(Extracted records)
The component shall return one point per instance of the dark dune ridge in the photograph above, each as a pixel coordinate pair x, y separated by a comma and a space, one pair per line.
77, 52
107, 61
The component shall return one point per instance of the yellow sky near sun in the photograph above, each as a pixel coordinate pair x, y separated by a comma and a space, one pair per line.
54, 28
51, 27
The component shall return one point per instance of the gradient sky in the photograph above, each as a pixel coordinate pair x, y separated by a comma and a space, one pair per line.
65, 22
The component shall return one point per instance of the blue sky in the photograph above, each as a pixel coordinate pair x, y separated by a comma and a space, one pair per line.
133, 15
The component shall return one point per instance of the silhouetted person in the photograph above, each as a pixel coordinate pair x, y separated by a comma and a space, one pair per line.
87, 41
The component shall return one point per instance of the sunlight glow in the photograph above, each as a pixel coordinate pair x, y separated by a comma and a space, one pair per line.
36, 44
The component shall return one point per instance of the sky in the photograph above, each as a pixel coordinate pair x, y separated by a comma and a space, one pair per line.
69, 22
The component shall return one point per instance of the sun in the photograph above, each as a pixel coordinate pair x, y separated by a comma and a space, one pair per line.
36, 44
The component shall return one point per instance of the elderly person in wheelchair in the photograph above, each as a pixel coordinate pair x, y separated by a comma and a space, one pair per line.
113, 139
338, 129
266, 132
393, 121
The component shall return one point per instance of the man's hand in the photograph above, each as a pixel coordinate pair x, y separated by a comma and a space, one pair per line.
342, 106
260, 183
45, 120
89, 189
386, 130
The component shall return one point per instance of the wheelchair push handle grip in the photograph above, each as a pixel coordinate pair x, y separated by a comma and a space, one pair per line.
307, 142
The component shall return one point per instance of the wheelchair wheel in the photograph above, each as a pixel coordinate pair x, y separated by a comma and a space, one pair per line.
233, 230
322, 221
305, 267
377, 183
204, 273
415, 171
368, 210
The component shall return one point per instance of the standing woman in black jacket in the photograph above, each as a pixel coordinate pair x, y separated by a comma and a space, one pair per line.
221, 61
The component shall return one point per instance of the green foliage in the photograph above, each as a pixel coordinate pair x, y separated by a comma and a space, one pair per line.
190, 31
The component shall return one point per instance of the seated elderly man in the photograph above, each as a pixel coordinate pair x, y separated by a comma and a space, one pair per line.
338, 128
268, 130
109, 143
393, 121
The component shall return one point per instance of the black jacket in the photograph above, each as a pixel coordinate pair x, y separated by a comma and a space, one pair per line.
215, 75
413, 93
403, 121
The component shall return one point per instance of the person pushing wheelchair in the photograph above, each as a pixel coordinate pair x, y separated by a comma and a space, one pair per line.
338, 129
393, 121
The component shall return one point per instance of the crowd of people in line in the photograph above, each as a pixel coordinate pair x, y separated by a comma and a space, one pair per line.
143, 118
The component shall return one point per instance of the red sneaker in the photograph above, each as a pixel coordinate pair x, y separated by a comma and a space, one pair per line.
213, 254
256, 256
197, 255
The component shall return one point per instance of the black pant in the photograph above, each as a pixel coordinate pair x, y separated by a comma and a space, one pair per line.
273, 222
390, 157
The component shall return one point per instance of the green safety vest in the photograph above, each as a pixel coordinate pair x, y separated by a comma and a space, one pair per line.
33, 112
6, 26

SET PROBLEM: Reproduce every line in the stretch from the one containing "the black pant" through the final line, shifting each coordinate by adding -47 to it.

FINAL ANSWER:
The component shall return one point per instance of the black pant in the photograph above, each as a pixel coordinate pair x, y separated by a comma and a space, one pair per line.
226, 175
343, 110
The component shall return one point per instance of the green safety vest in the photograph above, each as a pixel coordinate pair x, y separated by a comma and a space, one pair per line.
-14, 65
-41, -21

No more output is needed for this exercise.